Find each row below that contains the word "window" and copy those rows out in full.

-------- Record extracts --------

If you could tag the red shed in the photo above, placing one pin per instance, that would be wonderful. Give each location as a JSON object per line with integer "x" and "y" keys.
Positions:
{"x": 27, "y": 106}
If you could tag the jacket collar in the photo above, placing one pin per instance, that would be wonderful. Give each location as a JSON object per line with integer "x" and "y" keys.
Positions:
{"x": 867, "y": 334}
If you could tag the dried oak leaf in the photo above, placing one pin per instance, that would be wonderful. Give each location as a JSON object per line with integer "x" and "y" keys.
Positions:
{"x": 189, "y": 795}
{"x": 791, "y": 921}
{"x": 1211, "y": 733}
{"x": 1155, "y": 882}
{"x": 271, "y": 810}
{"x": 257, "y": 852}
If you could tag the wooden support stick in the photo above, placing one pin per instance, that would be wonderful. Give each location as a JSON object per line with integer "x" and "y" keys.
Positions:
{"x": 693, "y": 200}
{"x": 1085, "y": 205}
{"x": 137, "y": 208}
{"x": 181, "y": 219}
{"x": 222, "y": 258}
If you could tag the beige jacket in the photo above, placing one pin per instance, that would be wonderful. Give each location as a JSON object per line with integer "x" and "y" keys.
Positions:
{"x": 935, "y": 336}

--------
-------- Record extracts --------

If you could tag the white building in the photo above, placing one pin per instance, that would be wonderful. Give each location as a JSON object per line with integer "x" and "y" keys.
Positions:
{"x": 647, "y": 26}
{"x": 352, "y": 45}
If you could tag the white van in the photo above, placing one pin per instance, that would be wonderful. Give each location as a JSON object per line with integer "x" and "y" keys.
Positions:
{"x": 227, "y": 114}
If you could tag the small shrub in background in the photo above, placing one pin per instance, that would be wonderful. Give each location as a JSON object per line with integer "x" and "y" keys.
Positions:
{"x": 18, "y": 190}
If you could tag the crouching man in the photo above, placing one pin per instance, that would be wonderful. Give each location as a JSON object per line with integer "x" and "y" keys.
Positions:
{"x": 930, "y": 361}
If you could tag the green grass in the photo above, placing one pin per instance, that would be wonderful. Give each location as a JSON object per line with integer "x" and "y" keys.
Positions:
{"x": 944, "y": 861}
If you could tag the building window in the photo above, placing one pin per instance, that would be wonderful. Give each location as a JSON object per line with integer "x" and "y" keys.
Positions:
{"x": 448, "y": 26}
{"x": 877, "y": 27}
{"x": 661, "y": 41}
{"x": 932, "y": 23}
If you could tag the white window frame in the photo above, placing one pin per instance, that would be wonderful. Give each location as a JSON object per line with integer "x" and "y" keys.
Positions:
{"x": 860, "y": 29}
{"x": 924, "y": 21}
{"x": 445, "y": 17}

--------

» **Right answer**
If you could tag the building window in the photo above, placing one pin per instance, that would be wonderful. Give each location as a JSON object per line with integer "x" and "y" keys.
If you could tag the white window frame in the photo above, placing one pin per instance, that would be wonderful. Give each location as a JSON object per line with integer "x" and "y" keys.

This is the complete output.